* Problem set
1. Rewrite the part of the issue thread that opens with "DrZoltanFazekas · 2024-11-22T12:05:50Z" and closes with "want to download.", putting "stale" in place of "outdated".
2. Identify every line of the listing that contains the string "fixture", and copy each one out. Case counts.

* Text passage
- - - - - - -

Validators should not serve `BlockRequests` #1878

DrZoltanFazekas · 2024-11-22T12:05:50Z

Syncing nodes can't distinguish the current validators from other nodes since their latest block contains an outdated validator set. But ~~they~~ validators can advertise that they don't have any blocks so that nodes don't send them request for blocks that they want to download.

shawn-zil · 2024-12-19T03:23:41Z

When we alter the Validators so that they will always respond with a 'null' response (to indicate that they don't have any blocks) the requesting node retries the range with a different peer. This is desired behaviour.

However, it creates a potential dead-lock. By definition, the non-Validators are generally 'behind' the Validators. In the rare case where restarted Validators are trying to sync, they may not be able to if the only nodes that have the latest blocks are other Validators as the latest blocks have not propagated to non-Validators. This can happen e.g. when the network is restarted before the latest blocks get propagated to the non-Validators.

As seen in this example where the Validator is requesting for blocks [770..772] but the non-Validators only have < 771.

zilliqanode2  | 2024-12-19T03:08:42.714937Z  WARN zilliqa::node: 292: block_store::BlockRequest : sending empty block response.
zilliqanode2  | 2024-12-19T03:08:42.716387Z  WARN zilliqa::block_store: 1014: block_store::request_blocks() : Could not find peers for views RangeMap { ranges: [770..772] }
zilliqanode2  | 2024-12-19T03:08:43.067254Z  INFO zilliqa::node: 967: block response from: 12D3KooWPXw2dXBRH1bT4vcNos9f6W2KoFTiarqptBuTzxaXg7zu len: 0 availability: None
zilliqanode3  | 2024-12-19T03:08:43.069067Z  INFO zilliqa::node: 967: block response from: 12D3KooWNtUCTB4J5MzXc3wawYic4m4pRwTLSL4BzTQc2Csk3VfL len: 1 availability: Some([Latest(10), CachedViewRange(0..771, None)])

- - - - - - -

* Records provided
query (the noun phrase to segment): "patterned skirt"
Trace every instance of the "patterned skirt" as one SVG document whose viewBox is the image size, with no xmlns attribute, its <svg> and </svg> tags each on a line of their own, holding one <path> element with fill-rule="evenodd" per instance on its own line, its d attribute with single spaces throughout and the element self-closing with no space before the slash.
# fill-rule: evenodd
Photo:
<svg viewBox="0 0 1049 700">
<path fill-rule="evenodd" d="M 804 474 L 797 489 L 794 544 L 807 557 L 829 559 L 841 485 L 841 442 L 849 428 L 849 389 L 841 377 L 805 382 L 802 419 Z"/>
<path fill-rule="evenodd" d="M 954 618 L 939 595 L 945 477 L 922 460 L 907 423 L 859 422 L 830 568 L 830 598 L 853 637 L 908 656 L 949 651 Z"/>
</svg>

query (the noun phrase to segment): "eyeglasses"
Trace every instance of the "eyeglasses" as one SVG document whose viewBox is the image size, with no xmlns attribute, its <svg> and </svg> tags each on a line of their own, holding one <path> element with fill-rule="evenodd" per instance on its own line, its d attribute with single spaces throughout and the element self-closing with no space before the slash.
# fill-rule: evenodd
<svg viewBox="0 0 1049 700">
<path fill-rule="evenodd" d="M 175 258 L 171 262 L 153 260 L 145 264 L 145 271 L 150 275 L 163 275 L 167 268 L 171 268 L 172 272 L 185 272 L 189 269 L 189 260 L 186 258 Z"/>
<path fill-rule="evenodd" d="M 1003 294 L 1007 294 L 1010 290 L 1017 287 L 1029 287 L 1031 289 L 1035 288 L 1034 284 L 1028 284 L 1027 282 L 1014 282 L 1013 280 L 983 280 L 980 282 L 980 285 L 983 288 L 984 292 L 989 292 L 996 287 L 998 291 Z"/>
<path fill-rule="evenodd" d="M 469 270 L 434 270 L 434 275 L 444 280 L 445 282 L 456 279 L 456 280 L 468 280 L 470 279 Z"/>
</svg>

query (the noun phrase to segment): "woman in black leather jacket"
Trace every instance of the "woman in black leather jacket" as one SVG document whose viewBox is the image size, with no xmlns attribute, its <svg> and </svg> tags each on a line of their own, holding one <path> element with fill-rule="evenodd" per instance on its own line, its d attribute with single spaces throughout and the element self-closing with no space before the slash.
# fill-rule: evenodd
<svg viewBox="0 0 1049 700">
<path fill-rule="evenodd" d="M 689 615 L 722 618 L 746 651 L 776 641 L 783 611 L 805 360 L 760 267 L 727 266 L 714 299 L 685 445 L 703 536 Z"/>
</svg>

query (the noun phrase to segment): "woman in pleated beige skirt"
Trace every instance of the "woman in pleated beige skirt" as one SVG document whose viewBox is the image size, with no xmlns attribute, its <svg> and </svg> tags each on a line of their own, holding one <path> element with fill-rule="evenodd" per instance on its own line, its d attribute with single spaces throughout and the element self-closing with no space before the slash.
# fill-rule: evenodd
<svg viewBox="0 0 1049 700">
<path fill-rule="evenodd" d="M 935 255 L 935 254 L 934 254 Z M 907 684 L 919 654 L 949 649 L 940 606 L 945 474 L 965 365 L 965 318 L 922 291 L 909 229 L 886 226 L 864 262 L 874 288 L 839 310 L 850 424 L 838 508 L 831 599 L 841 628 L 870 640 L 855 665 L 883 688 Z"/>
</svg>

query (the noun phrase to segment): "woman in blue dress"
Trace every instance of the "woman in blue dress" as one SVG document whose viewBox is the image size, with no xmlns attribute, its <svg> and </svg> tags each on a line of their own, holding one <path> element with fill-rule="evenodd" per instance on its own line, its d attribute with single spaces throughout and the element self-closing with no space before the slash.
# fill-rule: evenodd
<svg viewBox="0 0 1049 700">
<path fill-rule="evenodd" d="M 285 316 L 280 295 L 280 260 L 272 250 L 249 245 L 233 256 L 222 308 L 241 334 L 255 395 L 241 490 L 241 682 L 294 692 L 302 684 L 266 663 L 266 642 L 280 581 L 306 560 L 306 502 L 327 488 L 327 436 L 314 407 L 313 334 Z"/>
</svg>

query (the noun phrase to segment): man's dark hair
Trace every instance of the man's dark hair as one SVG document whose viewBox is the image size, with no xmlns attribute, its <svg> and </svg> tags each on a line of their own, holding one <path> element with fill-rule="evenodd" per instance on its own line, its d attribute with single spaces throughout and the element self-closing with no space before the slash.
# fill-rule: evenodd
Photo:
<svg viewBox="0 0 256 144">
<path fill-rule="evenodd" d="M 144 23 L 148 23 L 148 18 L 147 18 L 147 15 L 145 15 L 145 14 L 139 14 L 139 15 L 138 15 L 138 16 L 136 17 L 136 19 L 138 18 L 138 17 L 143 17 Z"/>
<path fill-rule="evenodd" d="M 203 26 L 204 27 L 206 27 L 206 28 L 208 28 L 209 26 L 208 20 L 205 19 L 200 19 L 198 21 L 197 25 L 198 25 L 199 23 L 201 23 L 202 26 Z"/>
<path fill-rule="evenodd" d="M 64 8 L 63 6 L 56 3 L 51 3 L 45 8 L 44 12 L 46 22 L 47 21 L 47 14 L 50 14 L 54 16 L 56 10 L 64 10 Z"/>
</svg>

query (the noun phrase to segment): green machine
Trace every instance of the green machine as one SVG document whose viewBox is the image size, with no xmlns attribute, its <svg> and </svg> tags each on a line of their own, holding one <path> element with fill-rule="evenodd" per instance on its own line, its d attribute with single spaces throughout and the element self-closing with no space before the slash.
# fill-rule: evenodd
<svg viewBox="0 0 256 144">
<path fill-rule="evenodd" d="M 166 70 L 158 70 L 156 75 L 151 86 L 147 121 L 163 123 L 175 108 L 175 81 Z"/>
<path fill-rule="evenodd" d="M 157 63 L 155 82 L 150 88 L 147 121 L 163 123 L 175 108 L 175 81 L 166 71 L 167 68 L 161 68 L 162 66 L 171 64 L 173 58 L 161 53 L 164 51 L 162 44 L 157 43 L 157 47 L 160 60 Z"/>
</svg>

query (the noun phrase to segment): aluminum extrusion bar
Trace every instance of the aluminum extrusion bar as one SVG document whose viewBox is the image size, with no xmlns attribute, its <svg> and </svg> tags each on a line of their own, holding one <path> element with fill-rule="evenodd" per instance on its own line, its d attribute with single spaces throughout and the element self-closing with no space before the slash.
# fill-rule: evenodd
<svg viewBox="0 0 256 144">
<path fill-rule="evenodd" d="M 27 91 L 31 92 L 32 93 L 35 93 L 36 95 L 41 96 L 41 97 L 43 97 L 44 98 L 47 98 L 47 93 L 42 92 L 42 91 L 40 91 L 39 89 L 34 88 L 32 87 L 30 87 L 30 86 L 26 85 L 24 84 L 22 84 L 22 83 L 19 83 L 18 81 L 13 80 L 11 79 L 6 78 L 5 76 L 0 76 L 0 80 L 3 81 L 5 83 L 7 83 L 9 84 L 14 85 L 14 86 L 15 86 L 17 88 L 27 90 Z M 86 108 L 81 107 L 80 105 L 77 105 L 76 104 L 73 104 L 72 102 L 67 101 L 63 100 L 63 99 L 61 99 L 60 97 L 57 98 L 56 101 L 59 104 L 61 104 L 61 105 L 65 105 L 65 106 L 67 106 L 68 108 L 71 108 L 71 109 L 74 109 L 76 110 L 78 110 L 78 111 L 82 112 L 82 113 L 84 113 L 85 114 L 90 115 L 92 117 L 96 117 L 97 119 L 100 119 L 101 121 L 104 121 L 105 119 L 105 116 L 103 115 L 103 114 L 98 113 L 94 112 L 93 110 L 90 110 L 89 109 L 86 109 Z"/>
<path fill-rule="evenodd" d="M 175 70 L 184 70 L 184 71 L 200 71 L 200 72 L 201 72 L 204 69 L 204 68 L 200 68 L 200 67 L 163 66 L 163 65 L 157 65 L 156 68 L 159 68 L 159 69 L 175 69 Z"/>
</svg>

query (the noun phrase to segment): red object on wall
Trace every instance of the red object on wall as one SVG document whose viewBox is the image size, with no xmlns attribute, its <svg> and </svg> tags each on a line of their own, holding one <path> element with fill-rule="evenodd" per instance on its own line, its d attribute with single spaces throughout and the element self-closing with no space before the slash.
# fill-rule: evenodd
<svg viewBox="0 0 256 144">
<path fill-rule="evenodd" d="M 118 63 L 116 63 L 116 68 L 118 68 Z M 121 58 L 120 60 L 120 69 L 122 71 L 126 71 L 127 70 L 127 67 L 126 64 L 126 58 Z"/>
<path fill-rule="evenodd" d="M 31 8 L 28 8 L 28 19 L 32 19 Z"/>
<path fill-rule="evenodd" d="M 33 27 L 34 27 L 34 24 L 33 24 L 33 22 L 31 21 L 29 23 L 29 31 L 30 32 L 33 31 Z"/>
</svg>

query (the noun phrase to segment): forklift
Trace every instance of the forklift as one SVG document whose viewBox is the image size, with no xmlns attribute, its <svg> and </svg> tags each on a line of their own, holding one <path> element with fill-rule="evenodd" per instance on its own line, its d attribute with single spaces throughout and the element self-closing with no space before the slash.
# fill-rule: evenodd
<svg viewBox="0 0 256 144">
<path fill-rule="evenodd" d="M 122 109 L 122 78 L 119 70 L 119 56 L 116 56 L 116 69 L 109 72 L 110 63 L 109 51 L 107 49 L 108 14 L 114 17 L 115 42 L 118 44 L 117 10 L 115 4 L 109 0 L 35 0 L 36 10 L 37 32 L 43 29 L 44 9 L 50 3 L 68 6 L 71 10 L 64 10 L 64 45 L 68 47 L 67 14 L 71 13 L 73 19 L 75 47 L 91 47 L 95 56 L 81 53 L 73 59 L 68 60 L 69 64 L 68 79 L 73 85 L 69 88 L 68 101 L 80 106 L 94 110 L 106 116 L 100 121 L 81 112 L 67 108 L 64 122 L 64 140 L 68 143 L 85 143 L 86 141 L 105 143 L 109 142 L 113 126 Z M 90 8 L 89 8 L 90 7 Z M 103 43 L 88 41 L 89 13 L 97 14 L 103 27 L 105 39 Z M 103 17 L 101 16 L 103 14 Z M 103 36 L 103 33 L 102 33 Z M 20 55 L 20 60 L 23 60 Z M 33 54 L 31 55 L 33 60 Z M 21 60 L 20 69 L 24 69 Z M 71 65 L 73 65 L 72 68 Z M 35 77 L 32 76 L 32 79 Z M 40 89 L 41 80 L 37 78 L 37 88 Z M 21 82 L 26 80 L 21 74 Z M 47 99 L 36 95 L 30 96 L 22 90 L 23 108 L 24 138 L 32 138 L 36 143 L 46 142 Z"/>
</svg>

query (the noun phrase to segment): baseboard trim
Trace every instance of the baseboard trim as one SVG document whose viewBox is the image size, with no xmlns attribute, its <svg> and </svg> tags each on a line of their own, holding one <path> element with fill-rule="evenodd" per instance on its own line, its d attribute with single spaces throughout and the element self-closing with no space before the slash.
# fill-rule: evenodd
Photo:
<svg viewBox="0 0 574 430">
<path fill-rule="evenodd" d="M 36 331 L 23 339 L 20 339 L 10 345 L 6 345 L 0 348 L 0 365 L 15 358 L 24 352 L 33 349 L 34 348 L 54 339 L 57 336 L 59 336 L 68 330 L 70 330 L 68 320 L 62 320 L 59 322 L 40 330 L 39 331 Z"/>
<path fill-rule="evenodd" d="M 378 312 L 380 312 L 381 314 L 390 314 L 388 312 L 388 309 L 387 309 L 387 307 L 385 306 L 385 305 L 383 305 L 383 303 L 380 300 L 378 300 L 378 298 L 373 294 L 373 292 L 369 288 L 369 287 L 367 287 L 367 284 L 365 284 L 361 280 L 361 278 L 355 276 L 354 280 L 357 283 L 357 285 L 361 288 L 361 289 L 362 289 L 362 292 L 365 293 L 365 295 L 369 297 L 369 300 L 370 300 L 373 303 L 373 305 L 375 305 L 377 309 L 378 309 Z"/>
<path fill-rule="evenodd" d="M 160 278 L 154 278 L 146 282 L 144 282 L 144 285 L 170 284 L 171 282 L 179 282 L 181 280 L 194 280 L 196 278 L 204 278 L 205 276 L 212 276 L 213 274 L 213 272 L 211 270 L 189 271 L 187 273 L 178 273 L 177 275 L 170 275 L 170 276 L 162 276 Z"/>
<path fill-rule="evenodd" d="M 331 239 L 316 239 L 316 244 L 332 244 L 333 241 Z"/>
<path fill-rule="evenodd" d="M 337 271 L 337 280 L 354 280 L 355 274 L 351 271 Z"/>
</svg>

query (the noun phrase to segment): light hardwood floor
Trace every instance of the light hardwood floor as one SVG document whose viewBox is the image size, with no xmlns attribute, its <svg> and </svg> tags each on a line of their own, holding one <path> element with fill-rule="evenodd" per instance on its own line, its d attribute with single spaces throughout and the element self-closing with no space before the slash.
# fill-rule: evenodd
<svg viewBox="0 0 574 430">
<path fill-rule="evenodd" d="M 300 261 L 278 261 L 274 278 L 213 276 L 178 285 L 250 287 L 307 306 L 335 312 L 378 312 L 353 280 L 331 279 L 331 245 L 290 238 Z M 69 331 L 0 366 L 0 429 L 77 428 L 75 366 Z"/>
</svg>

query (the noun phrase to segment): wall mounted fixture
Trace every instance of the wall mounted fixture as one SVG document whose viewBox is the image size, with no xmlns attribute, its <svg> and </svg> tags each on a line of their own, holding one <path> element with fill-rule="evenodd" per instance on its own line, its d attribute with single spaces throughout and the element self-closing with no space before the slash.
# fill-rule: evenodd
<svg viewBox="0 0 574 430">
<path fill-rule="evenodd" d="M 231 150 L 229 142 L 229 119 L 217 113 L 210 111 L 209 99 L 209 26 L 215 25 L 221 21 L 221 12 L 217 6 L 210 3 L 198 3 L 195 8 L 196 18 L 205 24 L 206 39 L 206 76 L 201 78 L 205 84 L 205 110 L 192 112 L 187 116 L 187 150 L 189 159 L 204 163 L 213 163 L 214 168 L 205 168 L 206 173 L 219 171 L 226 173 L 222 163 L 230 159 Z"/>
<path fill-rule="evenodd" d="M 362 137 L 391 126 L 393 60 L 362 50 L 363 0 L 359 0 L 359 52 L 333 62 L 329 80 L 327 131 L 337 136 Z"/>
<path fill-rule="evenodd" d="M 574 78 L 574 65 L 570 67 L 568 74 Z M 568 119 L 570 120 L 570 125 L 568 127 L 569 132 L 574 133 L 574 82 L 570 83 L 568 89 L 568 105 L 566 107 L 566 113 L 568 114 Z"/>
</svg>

- - - - - - -

* Outputs by task
1.
DrZoltanFazekas · 2024-11-22T12:05:50Z

Syncing nodes can't distinguish the current validators from other nodes since their latest block contains an stale validator set. But ~~they~~ validators can advertise that they don't have any blocks so that nodes don't send them request for blocks that they want to download.

2.
query (the noun phrase to segment): wall mounted fixture
Trace every instance of the wall mounted fixture as one SVG document whose viewBox is the image size, with no xmlns attribute, its <svg> and </svg> tags each on a line of their own, holding one <path> element with fill-rule="evenodd" per instance on its own line, its d attribute with single spaces throughout and the element self-closing with no space before the slash.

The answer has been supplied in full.